## Short task:
Give everything from the line containing "Would it be possible for you to detect the distant bare" down to the line containing "[210,11,336,87]" as a Markdown table. Use the columns Nr, for a running number, and Line, for the text, and leave out blank lines.

#### Excerpted records

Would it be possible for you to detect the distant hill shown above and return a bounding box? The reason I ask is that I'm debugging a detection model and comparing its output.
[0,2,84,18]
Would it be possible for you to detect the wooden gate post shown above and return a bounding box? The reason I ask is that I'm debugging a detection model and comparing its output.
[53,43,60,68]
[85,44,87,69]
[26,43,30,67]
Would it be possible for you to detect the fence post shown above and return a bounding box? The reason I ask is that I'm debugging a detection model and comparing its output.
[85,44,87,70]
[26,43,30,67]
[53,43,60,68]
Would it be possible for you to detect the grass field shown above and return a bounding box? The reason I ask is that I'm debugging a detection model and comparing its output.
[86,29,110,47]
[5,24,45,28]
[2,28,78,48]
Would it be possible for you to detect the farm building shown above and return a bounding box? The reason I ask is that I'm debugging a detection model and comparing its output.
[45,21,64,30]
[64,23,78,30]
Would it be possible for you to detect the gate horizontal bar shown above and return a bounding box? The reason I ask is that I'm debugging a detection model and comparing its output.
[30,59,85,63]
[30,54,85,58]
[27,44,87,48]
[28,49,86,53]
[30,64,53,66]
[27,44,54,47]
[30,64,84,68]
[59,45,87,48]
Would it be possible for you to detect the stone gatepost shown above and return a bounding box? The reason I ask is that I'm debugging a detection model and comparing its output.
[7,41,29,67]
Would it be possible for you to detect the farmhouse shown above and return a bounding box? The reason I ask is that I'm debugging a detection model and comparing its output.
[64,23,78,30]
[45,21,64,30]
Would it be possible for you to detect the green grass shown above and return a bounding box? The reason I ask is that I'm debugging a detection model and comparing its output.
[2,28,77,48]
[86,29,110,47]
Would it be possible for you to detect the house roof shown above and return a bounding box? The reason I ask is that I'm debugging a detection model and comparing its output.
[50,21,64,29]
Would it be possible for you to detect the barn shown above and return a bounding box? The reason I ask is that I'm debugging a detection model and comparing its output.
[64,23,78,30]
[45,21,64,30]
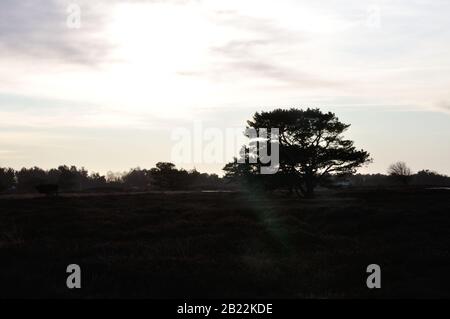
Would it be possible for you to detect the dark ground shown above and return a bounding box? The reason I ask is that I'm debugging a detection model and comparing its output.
[0,190,450,298]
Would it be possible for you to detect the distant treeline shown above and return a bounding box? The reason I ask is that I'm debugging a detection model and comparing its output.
[0,162,226,193]
[0,162,450,193]
[348,169,450,187]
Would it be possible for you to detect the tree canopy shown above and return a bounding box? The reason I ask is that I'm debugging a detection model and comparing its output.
[224,108,371,197]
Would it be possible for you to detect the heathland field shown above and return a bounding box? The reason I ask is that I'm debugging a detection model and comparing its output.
[0,189,450,298]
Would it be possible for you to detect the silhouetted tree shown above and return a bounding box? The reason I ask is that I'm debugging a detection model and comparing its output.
[122,167,151,190]
[150,162,183,190]
[412,169,450,186]
[388,162,412,185]
[0,167,16,192]
[224,108,371,197]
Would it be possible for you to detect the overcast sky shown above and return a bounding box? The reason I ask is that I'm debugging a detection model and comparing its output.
[0,0,450,174]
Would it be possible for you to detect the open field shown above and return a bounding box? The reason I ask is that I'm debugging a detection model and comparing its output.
[0,189,450,298]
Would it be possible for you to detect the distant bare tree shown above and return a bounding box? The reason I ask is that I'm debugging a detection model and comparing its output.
[388,162,412,185]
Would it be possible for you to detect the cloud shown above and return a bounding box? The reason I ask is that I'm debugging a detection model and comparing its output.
[0,0,111,65]
[210,11,336,87]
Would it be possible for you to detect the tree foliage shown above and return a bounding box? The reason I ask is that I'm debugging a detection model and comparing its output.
[224,108,370,197]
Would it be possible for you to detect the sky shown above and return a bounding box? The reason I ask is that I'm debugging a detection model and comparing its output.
[0,0,450,175]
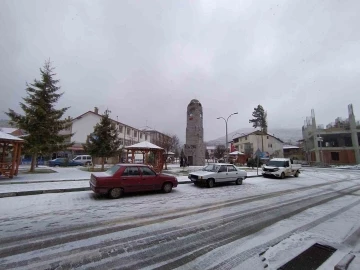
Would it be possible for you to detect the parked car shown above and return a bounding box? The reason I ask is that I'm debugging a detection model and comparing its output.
[49,158,83,167]
[73,155,92,165]
[262,158,301,179]
[188,163,247,188]
[90,164,178,199]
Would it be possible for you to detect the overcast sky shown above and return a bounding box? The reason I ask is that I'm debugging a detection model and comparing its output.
[0,0,360,140]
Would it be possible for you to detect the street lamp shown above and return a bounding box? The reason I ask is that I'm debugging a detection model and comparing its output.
[216,112,238,162]
[317,136,324,164]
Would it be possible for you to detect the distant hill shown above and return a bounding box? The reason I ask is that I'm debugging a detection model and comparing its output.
[0,119,11,127]
[206,128,302,145]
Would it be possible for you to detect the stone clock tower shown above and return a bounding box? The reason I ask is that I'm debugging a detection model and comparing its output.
[184,99,205,166]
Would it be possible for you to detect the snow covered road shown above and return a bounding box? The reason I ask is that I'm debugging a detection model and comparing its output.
[0,169,360,269]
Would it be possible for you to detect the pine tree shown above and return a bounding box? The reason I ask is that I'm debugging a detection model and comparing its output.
[6,60,73,172]
[249,105,267,152]
[83,110,121,170]
[249,105,267,133]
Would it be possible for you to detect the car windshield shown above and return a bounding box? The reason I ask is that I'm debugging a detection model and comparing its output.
[202,164,220,172]
[267,160,285,167]
[105,165,120,176]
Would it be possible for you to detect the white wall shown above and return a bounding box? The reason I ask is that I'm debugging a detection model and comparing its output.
[234,134,284,157]
[71,113,150,146]
[71,113,101,143]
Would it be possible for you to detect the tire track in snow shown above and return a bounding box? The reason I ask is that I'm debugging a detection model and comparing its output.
[6,185,360,269]
[0,175,360,249]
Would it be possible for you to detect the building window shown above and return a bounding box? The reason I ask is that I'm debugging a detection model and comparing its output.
[331,152,340,161]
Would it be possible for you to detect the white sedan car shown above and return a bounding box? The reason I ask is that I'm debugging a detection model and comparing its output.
[188,163,247,188]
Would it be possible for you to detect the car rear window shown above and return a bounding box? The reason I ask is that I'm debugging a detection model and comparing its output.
[105,165,120,176]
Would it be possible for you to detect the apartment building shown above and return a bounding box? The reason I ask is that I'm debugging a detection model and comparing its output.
[302,104,360,164]
[61,107,170,154]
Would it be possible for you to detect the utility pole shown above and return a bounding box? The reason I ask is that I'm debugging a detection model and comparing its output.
[216,112,238,162]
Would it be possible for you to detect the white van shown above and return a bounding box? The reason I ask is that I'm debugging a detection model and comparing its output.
[73,155,92,165]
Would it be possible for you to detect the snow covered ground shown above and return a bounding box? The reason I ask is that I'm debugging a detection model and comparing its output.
[0,169,360,269]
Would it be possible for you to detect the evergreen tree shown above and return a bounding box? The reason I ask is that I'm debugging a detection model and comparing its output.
[6,60,73,172]
[83,110,120,170]
[249,105,268,151]
[249,105,267,133]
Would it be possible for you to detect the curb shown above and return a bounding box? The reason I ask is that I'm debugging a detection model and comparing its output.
[0,178,89,185]
[334,253,355,270]
[0,187,90,198]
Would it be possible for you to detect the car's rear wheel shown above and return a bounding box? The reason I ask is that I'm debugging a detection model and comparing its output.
[109,188,123,199]
[235,178,243,185]
[207,179,215,188]
[162,182,172,193]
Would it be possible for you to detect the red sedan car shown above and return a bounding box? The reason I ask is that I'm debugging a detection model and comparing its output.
[90,164,178,199]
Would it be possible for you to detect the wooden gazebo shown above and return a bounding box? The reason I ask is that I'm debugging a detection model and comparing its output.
[0,131,23,178]
[125,141,164,172]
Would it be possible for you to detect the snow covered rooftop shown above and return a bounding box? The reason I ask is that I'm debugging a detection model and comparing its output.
[0,131,23,141]
[125,141,163,150]
[229,151,245,155]
[283,145,299,149]
[0,127,18,134]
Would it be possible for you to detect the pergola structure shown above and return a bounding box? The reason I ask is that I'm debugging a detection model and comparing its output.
[0,131,23,178]
[125,141,164,172]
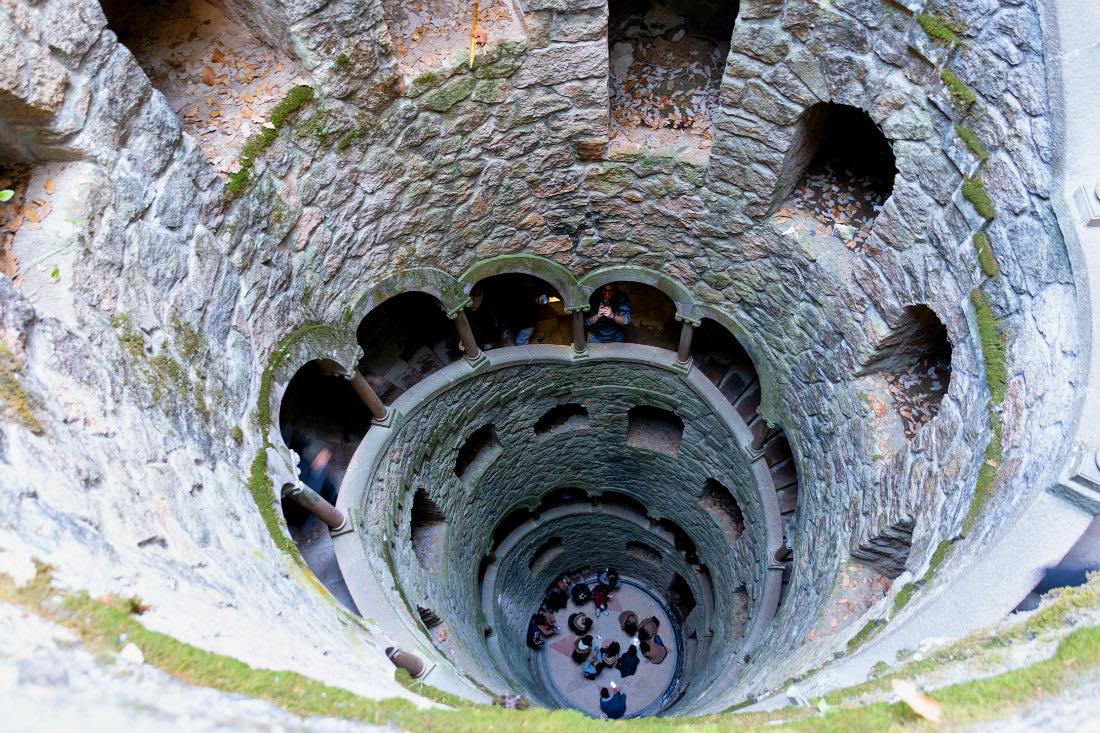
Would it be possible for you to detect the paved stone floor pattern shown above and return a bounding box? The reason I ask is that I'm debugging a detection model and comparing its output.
[539,579,678,718]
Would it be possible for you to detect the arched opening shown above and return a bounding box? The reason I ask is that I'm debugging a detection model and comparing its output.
[626,405,684,456]
[667,572,695,623]
[278,360,371,610]
[860,305,952,438]
[535,403,590,436]
[409,489,447,571]
[773,102,898,250]
[454,425,503,480]
[607,0,740,156]
[535,486,589,514]
[691,318,760,412]
[100,0,306,174]
[699,479,745,545]
[380,0,525,78]
[527,537,562,572]
[584,282,680,351]
[466,273,573,350]
[356,292,462,404]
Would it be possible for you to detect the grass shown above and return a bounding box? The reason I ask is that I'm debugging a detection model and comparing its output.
[970,287,1009,407]
[916,13,963,46]
[0,566,1100,733]
[963,176,997,219]
[974,231,1001,277]
[955,124,989,163]
[939,68,978,111]
[226,85,314,200]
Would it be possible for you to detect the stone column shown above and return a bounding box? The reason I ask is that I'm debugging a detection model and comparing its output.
[454,310,481,361]
[677,320,695,364]
[287,481,348,532]
[348,370,389,423]
[573,310,589,353]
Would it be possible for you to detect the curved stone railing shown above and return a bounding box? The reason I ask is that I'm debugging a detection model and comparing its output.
[333,343,783,694]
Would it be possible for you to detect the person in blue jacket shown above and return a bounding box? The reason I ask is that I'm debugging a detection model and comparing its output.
[584,283,630,343]
[600,682,626,720]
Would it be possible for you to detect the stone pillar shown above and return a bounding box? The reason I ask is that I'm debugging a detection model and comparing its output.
[287,481,348,532]
[454,310,481,361]
[677,320,695,364]
[348,370,389,423]
[573,310,589,353]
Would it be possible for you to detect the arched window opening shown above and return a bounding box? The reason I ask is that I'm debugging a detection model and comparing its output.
[535,403,590,436]
[380,0,526,79]
[600,491,649,517]
[657,519,700,565]
[466,273,573,351]
[860,305,952,438]
[535,486,589,514]
[699,479,745,545]
[493,506,535,549]
[584,282,680,351]
[626,405,684,456]
[667,572,695,623]
[454,425,504,480]
[356,292,462,405]
[851,516,915,580]
[527,537,563,572]
[691,318,759,394]
[416,605,443,631]
[607,0,740,160]
[626,540,661,565]
[100,0,306,171]
[278,360,371,512]
[776,102,898,250]
[409,489,447,570]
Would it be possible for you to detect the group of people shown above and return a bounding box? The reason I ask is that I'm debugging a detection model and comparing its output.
[459,280,630,351]
[527,568,669,718]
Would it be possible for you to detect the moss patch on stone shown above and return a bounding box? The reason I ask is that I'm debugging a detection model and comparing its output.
[916,13,961,46]
[0,342,42,434]
[963,176,997,219]
[226,85,314,200]
[974,231,1001,277]
[939,68,978,111]
[955,124,989,162]
[970,288,1009,406]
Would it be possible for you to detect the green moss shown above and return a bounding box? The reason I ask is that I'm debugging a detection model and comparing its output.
[172,318,206,361]
[0,341,42,434]
[963,177,997,219]
[939,68,978,111]
[337,129,363,153]
[111,313,145,359]
[226,86,314,200]
[916,13,961,46]
[974,231,1001,277]
[249,447,305,567]
[955,124,989,162]
[970,288,1009,406]
[0,567,1100,733]
[894,583,916,613]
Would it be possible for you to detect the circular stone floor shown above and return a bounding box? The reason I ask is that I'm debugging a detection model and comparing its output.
[536,577,680,718]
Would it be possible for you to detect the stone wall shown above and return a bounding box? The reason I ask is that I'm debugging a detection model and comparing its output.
[0,0,1087,713]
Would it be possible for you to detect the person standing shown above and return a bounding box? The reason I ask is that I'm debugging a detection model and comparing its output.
[584,283,630,343]
[600,682,626,720]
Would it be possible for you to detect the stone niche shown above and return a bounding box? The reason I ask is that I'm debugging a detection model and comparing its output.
[607,0,740,161]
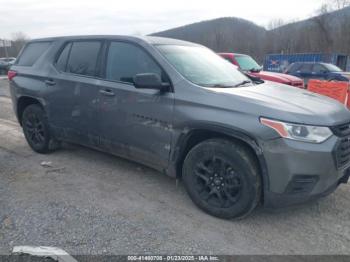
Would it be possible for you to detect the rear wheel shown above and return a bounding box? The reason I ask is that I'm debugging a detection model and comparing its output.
[22,104,59,154]
[183,139,261,218]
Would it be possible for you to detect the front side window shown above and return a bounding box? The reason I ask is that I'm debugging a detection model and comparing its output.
[17,42,51,66]
[56,43,72,71]
[106,42,165,84]
[156,45,249,87]
[313,64,327,74]
[66,41,101,76]
[325,64,343,72]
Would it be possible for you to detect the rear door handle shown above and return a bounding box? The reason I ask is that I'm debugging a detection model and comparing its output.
[100,89,115,96]
[45,79,56,86]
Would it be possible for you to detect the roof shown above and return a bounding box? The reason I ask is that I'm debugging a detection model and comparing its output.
[30,35,199,46]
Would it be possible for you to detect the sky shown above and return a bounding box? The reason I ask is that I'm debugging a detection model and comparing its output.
[0,0,323,38]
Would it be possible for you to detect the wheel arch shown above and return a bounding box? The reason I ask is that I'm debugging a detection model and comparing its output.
[169,126,269,203]
[16,96,44,126]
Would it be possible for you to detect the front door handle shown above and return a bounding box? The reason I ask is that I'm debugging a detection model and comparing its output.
[100,89,115,96]
[45,79,56,86]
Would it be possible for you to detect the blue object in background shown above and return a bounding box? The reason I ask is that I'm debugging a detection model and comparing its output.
[264,53,350,72]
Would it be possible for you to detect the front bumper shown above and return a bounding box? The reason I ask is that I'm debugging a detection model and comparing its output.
[262,136,350,207]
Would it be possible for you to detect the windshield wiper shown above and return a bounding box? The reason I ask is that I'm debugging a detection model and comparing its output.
[234,80,253,87]
[201,84,234,88]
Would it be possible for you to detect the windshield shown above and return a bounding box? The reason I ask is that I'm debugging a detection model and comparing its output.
[324,64,343,72]
[157,45,249,87]
[235,55,261,71]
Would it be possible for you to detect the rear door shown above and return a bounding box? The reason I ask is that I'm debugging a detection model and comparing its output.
[98,41,174,168]
[46,40,103,147]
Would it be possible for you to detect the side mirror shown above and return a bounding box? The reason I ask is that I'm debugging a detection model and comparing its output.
[134,73,170,91]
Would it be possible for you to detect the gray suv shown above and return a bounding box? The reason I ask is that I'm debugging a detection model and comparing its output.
[8,36,350,218]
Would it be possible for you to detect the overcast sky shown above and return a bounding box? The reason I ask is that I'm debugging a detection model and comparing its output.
[0,0,322,38]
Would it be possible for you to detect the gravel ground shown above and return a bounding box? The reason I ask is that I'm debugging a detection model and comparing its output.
[0,80,350,255]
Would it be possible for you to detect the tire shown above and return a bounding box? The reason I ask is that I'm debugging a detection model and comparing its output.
[182,139,261,219]
[22,104,60,154]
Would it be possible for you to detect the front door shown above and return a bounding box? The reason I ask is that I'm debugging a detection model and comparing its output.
[46,40,102,147]
[99,41,174,169]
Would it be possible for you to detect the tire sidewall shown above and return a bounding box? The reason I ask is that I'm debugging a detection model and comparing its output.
[183,139,261,218]
[22,104,50,153]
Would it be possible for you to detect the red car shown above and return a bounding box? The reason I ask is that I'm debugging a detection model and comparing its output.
[218,53,304,88]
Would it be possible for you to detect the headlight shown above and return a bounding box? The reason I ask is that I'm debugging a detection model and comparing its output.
[260,118,332,143]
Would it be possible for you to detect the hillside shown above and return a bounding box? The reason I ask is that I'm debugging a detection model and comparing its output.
[152,7,350,62]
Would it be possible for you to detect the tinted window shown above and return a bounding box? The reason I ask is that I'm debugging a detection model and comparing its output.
[56,43,72,71]
[313,64,327,74]
[106,42,164,83]
[66,41,101,76]
[325,64,343,72]
[17,42,51,66]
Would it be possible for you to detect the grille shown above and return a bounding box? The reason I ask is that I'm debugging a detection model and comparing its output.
[331,123,350,168]
[336,137,350,168]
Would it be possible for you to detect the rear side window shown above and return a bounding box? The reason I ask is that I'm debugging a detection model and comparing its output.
[106,42,166,83]
[17,42,51,66]
[56,43,72,71]
[66,41,101,76]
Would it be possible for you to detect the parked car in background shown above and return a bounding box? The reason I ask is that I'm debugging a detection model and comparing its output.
[0,57,16,75]
[8,36,350,218]
[264,53,350,73]
[284,62,350,85]
[219,53,304,88]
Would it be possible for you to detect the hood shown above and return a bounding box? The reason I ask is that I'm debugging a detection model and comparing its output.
[256,71,303,82]
[211,82,350,126]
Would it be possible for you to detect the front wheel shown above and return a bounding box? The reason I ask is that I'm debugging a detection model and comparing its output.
[22,104,59,154]
[183,139,261,219]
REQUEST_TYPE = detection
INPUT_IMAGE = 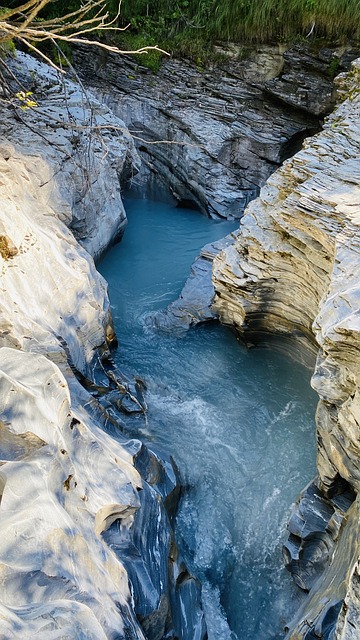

########

## Expected answer:
| Nr | Line |
|---|---|
| 1 | Would it be possible for you to detect the distant bare tree shown above and return a bounding box? The reason I ask is that I'm debugging a detection model and comparing its output. |
| 2 | [388,162,412,185] |
| 3 | Would it be possible for you to detect the cloud shown above and return a bounding box? The reason I ask is that I'm debugging a detection model and comparing its output. |
| 4 | [0,0,111,65] |
| 5 | [210,11,336,87] |